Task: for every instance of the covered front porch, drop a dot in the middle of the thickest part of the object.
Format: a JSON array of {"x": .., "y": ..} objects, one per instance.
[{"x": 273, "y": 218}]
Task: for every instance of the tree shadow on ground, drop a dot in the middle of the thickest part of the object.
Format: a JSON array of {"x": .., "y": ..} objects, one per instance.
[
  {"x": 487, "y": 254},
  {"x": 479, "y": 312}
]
---
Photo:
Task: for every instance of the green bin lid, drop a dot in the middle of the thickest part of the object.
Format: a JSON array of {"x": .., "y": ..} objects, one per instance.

• _Exercise_
Pull out each line of the material above that contains the word "Task".

• _Answer to the exercise_
Task: for every instance of the covered front porch, drop a dot in the middle of the thickest part of the object.
Task: for every instance of the tree shadow on ground, drop a dot in the middle of the thickest part of the object.
Task: for every instance of the green bin lid, drop a dot in the middle of the thickest part of the object.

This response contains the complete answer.